● PROBLEM REQUIREMENTS
Reproduce the lines below from the one that contains "of the foot" through the end, inclusive, and add nothing.
───── RECORD LIST ─────
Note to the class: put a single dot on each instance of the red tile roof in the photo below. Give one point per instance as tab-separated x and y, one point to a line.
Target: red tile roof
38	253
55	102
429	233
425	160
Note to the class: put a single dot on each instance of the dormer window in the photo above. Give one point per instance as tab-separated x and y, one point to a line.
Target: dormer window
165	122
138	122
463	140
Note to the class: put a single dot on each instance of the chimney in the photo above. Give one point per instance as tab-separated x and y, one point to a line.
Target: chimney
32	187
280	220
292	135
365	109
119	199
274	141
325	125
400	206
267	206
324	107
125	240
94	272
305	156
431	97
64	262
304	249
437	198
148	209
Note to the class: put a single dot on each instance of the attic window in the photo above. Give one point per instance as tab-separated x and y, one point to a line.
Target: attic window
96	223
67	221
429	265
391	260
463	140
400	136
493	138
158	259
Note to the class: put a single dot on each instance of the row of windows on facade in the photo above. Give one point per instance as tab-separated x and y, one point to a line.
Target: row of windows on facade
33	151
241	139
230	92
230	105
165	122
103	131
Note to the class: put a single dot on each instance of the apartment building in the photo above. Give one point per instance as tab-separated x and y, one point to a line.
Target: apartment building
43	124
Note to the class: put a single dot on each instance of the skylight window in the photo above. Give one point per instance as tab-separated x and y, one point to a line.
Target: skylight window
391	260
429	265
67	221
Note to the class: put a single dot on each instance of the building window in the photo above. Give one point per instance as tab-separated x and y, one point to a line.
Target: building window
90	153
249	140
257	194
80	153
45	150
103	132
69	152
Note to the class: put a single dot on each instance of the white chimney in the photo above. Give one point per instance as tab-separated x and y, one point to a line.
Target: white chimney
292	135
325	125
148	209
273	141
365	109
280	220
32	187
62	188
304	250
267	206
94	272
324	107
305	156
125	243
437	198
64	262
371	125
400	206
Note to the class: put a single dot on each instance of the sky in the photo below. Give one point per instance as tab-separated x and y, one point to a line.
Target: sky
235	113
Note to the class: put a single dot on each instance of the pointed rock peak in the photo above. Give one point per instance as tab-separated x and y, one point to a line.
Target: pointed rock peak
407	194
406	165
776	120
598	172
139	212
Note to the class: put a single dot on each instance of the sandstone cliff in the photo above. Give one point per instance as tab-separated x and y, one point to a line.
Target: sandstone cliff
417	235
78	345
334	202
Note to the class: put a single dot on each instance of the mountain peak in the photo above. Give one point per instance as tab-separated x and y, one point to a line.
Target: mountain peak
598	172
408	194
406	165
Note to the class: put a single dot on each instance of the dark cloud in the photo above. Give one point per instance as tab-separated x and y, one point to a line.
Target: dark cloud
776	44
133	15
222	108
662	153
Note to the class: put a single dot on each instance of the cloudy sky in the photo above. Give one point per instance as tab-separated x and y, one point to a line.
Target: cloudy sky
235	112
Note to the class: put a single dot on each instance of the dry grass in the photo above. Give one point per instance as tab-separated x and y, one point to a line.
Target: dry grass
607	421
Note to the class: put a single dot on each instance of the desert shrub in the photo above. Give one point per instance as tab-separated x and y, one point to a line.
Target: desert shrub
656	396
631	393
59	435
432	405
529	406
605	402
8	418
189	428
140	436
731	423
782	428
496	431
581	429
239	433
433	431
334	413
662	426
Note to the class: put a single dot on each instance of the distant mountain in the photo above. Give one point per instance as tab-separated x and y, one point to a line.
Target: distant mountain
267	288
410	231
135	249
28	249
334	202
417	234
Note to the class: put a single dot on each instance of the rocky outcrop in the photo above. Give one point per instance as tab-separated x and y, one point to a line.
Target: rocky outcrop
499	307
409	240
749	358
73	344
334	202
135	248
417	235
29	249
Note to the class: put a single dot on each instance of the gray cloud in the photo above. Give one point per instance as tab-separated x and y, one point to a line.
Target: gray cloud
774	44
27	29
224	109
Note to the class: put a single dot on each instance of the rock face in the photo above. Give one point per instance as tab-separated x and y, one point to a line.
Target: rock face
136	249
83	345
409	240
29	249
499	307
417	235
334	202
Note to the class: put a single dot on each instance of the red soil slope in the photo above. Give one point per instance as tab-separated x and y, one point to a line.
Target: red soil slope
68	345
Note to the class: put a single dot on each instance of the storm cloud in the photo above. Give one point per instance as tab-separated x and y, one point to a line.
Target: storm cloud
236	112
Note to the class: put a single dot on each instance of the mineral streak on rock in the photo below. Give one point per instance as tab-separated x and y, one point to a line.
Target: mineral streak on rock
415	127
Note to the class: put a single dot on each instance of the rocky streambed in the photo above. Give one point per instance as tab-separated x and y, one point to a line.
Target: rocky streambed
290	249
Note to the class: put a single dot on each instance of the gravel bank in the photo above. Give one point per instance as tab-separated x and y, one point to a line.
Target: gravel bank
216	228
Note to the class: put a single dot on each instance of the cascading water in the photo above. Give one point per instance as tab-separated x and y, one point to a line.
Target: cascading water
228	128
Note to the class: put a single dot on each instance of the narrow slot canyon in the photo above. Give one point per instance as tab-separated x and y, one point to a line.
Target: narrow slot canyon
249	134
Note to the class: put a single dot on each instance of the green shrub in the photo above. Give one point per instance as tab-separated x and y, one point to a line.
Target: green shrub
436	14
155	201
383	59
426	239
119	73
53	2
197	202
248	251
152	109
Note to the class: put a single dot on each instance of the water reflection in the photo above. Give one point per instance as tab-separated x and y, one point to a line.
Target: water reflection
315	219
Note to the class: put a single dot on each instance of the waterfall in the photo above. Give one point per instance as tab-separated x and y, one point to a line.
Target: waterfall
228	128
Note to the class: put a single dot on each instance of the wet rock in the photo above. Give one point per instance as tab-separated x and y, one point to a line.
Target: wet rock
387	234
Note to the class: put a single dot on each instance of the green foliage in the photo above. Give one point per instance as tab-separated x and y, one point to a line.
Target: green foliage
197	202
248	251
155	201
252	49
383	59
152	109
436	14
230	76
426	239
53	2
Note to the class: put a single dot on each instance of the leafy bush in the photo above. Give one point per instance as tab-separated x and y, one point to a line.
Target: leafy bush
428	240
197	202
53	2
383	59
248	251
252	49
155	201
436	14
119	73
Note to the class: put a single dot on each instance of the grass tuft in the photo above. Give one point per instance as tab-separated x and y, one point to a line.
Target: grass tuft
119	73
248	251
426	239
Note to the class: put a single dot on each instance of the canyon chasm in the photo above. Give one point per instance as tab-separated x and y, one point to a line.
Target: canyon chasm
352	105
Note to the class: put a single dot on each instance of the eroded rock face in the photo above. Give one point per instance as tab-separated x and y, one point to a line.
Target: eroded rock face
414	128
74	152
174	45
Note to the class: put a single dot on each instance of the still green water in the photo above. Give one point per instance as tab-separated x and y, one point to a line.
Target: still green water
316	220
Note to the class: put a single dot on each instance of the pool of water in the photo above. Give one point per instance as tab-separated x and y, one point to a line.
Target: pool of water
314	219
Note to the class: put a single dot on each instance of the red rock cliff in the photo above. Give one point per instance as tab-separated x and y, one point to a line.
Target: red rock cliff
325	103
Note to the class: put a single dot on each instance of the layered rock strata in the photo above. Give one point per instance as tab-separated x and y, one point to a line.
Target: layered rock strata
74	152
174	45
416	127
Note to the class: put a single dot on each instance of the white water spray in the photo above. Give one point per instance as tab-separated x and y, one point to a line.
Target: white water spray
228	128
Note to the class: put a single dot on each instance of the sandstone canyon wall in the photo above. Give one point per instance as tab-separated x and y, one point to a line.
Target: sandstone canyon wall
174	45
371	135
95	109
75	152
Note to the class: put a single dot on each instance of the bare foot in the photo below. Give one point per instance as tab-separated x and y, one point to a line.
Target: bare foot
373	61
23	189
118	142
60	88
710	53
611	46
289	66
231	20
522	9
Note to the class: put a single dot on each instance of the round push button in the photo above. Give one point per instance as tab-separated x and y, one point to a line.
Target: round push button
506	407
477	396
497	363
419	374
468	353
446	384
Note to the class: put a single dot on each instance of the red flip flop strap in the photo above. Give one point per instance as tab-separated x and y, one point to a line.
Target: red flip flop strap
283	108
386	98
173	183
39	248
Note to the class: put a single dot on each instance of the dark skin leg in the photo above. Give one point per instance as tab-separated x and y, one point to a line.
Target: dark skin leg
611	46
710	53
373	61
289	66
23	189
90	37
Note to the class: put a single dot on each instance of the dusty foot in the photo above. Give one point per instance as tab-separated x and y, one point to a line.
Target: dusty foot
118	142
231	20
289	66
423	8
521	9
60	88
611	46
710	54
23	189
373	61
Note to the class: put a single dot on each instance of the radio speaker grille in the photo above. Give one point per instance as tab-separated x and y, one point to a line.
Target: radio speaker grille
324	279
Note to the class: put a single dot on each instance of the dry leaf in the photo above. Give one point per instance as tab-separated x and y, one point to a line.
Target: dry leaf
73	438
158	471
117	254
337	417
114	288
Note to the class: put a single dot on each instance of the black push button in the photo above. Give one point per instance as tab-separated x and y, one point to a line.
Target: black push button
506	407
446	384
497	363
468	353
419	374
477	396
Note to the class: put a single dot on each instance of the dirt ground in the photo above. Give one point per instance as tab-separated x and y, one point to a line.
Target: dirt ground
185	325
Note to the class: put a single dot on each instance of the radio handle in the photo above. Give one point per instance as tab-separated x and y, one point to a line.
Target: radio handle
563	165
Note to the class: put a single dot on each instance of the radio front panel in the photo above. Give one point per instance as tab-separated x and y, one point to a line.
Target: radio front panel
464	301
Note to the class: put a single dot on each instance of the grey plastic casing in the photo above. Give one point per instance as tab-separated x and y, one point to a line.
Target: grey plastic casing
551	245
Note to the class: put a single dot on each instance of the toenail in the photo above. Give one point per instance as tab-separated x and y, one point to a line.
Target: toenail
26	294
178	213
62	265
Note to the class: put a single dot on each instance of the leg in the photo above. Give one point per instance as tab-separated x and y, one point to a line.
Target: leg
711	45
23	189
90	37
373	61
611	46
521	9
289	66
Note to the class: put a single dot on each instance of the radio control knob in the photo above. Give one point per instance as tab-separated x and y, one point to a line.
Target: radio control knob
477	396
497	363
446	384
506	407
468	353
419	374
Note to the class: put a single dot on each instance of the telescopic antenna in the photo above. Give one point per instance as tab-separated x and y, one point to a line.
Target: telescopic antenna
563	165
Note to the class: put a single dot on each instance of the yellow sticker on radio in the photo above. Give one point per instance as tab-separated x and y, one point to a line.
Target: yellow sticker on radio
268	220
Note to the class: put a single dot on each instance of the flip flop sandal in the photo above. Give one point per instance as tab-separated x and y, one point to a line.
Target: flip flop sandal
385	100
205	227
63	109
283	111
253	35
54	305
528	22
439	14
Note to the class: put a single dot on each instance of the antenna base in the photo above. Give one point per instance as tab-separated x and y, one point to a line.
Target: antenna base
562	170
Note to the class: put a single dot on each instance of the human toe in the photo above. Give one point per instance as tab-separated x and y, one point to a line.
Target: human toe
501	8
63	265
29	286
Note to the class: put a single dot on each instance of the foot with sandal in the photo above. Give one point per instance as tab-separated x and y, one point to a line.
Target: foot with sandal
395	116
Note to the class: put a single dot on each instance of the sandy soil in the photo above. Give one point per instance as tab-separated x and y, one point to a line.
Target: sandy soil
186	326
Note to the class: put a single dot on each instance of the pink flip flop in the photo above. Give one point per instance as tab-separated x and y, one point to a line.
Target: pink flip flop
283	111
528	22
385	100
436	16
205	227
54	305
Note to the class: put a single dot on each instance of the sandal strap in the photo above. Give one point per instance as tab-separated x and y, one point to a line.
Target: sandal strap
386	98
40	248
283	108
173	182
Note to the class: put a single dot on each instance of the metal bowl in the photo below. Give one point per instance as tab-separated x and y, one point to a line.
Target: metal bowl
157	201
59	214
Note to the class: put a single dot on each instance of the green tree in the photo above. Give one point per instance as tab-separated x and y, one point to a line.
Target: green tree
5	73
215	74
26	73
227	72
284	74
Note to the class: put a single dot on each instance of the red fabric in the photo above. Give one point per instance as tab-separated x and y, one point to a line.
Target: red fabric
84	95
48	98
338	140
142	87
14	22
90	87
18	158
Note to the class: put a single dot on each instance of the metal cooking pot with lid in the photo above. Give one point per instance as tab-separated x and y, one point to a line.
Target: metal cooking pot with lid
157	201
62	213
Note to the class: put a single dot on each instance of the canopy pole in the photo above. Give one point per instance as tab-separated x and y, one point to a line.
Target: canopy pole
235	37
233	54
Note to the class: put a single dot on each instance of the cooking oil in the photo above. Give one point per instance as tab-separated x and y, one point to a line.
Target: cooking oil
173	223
─────
● WRITTEN ANSWER
Note to the class: put a single dot on each instance of the foot with sandal in the photo above. Give one point per instance as tab-separated x and y, one point to a line.
Target: foot with sandal
395	116
Note to the class: put a single dot on each instance of the sandy soil in the photo above. Give one point per instance as tab-separated x and y, one point to a line.
Target: sandy soil
186	326
Note to the class: put a single dot on each instance of the pink flip flop in the photo above. Give one point per instance as tab-separated x and y, one point to a line.
Target: pink flip flop
283	111
528	22
385	100
436	16
205	227
54	305
Note to the class: put a single dot on each instance of the sandal strap in the photo above. Give one point per instance as tab-separated x and y, one point to a line.
Target: sandal strap
386	98
40	248
283	108
173	182
Note to the class: put a single dot on each instance of the metal bowl in the photo below. Give one point per instance as tab-separated x and y, one point to a line.
Target: metal bowl
157	201
59	214
Note to the class: put a single dot on each instance of the green tree in the photo above. Give one point per instance as tab-separated x and y, one point to a line.
Target: green tree
5	73
215	74
26	73
227	72
284	74
Note to the class: put a single dot on each instance of the red fabric in the photo above. Give one point per instance as tab-separated x and y, one point to a line.
Target: red fabric
84	95
48	98
338	140
142	87
14	22
90	87
18	158
Note to the class: put a single dot on each instance of the metal cooking pot with lid in the photo above. Give one point per instance as tab-separated x and y, one point to a line.
Target: metal cooking pot with lid
157	201
62	213
Note to the class: put a single dot on each instance of the canopy pole in the photo above. Give one point per instance as tab-separated x and y, one point to a line.
Target: canopy pole
235	37
233	54
Note to the class: put a single dot on each instance of the cooking oil in the photo above. Give one point per instance as tab-separated x and y, one point to a line.
Target: cooking oil
173	223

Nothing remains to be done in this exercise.